***** Data extract
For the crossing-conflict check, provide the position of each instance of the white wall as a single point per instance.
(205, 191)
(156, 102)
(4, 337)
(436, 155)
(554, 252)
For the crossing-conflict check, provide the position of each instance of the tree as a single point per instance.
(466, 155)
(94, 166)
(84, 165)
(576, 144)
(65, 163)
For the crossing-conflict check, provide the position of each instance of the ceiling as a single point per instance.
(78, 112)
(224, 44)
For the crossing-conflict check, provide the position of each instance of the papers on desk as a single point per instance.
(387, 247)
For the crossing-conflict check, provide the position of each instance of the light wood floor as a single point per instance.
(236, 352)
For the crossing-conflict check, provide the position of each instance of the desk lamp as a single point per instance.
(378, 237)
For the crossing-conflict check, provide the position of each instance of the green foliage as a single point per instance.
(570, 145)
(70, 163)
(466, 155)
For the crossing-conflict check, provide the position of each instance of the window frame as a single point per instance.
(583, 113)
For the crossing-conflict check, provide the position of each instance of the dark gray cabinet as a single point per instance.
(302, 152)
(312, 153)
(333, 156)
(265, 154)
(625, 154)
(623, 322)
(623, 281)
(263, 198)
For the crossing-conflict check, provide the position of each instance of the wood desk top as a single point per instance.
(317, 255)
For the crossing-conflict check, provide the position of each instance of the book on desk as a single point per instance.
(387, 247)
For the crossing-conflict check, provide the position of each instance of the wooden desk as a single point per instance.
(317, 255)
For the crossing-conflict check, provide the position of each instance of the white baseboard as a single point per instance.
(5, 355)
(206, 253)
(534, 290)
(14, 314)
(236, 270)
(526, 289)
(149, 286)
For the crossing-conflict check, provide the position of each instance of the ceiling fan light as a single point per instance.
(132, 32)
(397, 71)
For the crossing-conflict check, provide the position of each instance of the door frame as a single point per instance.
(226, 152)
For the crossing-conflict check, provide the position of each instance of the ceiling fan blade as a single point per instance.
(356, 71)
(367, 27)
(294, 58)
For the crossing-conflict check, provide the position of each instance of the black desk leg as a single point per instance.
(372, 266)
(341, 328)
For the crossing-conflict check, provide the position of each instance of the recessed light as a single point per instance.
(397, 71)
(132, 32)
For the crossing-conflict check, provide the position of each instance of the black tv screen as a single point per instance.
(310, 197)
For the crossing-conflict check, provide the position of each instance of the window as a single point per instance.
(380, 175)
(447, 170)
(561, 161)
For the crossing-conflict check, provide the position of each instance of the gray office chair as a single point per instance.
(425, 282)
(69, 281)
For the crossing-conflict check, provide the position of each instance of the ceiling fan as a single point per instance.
**********
Add 149 to every coordinate in the answers, starting with the line containing "baseboard as a single point per instance." and going on through the end of the records. Write out only those lines, requests included.

For the crossing-conflict check, provide the position of each instance of the white baseboard as a single point per instance.
(154, 504)
(355, 402)
(683, 439)
(163, 463)
(385, 419)
(675, 438)
(298, 435)
For the crossing-conflict check, provide the position of each instance of the ceiling fan light as a single point per instance.
(281, 181)
(546, 220)
For the crossing-conflict check, provide the position of each instance of the door frame as a single point per instance.
(375, 301)
For the crossing-conflict check, provide the position of each instance of the ceiling fan blade as a single point per instance.
(505, 220)
(516, 176)
(443, 207)
For the crossing-conflict check, provide the position of each instance of the black desk leg as a single point per instance.
(521, 415)
(490, 477)
For the crossing-conflict check, provide the position of each instance of the recessed light as a single point per instance.
(546, 220)
(281, 181)
For the crossing-conflict check, provide the position of each instance of the black tv screen as a single point per instance.
(459, 346)
For the crossing-conflict check, provide the position of each instance of the window as a single point per instance.
(529, 324)
(596, 319)
(710, 310)
For the crossing-conflict check, provide the position of each instance of the gray office chair as a single point per instance.
(574, 431)
(218, 430)
For the crossing-conflict check, provide the position of each instance of the ceiling fan as a single point per instance.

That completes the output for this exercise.